- **Work to be completed**
Write out, word for word, every line from the one containing "[mark] golden gate" through the last line of the records below, both ends included.

(Beginning of Input data)

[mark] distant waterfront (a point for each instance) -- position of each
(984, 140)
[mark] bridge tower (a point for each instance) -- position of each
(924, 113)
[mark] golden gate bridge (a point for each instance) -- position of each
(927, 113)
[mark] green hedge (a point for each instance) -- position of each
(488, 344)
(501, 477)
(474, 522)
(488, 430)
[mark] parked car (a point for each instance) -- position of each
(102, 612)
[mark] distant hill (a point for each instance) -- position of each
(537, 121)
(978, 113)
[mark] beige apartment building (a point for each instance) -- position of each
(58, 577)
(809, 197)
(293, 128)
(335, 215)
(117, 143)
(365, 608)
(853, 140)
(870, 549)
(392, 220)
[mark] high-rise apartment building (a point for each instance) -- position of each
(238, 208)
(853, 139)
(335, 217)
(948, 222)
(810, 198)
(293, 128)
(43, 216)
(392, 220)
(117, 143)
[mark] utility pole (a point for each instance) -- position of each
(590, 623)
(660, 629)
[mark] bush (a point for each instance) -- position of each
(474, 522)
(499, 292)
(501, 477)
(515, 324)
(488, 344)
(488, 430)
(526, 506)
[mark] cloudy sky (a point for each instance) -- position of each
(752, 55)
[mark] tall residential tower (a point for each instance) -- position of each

(End of Input data)

- **Exercise output**
[mark] golden gate bridge (a point for each instance) -- position of each
(927, 113)
[mark] green hedge (a point for each instance) -- position of each
(488, 344)
(501, 477)
(474, 522)
(488, 430)
[mark] parked car (a point for each instance) -- position of each
(102, 612)
[mark] distant hill (a point for each instance) -- position of each
(537, 121)
(978, 113)
[mark] beige apartment building (a point for each instance) -- position of each
(58, 577)
(809, 197)
(293, 128)
(335, 215)
(117, 143)
(365, 608)
(853, 140)
(870, 549)
(392, 220)
[mark] high-rise apartment building (a point for each instance) -- position of each
(238, 208)
(853, 139)
(335, 217)
(948, 222)
(810, 198)
(293, 128)
(43, 216)
(392, 220)
(117, 143)
[mark] utility pole (a point for each instance) -- position of each
(590, 623)
(660, 629)
[mark] bush (a point for each instance) -- position of each
(474, 522)
(499, 292)
(501, 477)
(515, 324)
(488, 344)
(488, 430)
(526, 506)
[mark] cloudy sky (a point for each instance) -- position of each
(752, 55)
[mark] tall residential tower (a point for each instance) -- position of each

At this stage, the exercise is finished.